▼

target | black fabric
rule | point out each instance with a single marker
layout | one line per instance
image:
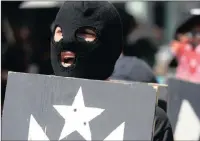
(163, 130)
(94, 60)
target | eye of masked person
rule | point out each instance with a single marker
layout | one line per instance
(84, 34)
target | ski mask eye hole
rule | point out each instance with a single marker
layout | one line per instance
(86, 35)
(58, 34)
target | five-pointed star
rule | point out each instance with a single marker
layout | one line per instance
(77, 117)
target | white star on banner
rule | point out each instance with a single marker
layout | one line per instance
(77, 117)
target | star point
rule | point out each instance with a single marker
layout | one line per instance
(77, 117)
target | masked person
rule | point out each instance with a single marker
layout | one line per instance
(86, 43)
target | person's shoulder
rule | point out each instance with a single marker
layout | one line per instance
(160, 114)
(163, 129)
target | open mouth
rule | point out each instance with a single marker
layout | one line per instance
(67, 58)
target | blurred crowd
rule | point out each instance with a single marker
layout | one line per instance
(26, 37)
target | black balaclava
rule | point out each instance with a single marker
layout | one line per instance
(93, 60)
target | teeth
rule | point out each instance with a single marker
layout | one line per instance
(69, 56)
(66, 64)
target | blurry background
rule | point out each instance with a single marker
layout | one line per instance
(149, 28)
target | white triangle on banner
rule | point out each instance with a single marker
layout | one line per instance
(35, 131)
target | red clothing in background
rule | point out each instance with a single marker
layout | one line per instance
(188, 62)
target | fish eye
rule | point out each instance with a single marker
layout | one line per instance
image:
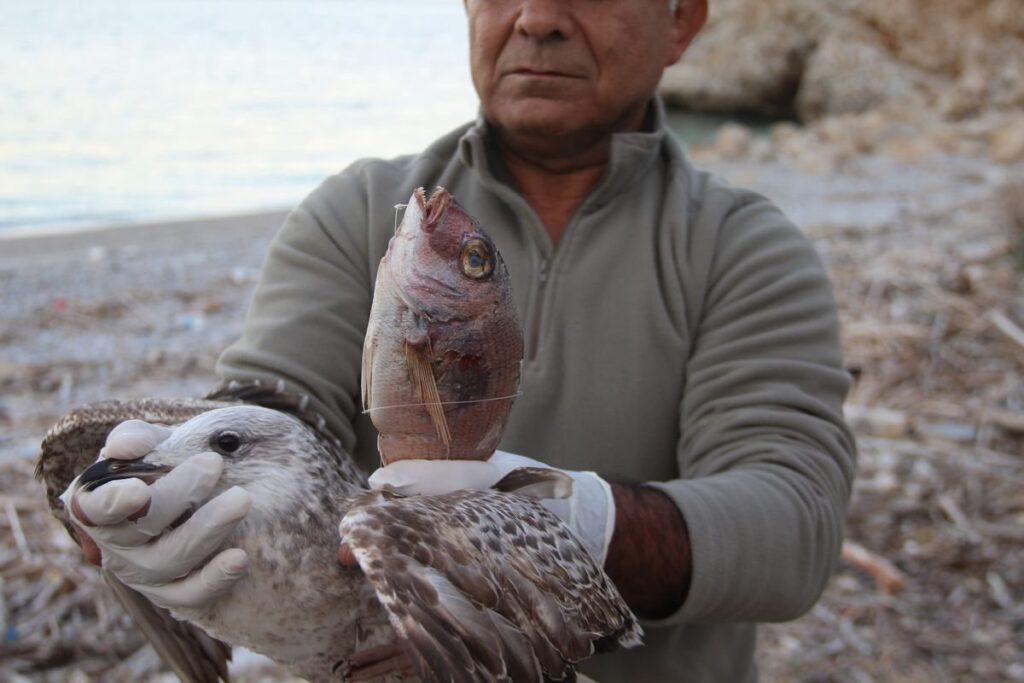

▲

* How to complete this task:
Return every record exactly, leaving out the pictures.

* Answer for the task:
target | black fabric
rule | point out each instance with a single marker
layout | one line per instance
image:
(163, 130)
(94, 60)
target | eye of masked person
rule | point out each instance with a single marker
layout | one line per instance
(84, 34)
target | ski mask eye hole
rule | point out each instance with a single marker
layout | one line per instance
(86, 35)
(58, 34)
target | five-pointed star
rule | point out each instance with a single marker
layout | one line per instance
(77, 117)
target | white star on banner
rule | point out each instance with a single marker
layout | one line per instance
(77, 117)
target | star point
rule | point out each instance with a single marker
layout | one line per instance
(77, 117)
target | masked person
rule | point out each instance with a single marker
layout | one line per instance
(86, 43)
target | person's shoulder
rule | point out each instance with a single marker
layout | one line per instance
(160, 114)
(163, 129)
target | open mouth
rule | point out each instance with a single marker
layout | one line per instance
(67, 58)
target | blurred crowd
rule | point out each instance with a single marker
layout | one line per instance
(26, 37)
target | black balaclava
rule | point out each instance with a single marker
layout | one line per instance
(93, 60)
target | teeth
rule | point out each instance with a single marker
layout | one line per instance
(69, 56)
(66, 64)
target | blurry background
rule | point out each instance with a single marker
layout | one line per instance
(149, 28)
target | white triangle on banner
rule | point out each instance with a single marker
layout | one line per instance
(35, 131)
target | red clothing in background
rule | point out each instance with a single marker
layout | one line per instance
(188, 62)
target | fish eye
rule | point out each instance with a single marker
layout | one line per instance
image:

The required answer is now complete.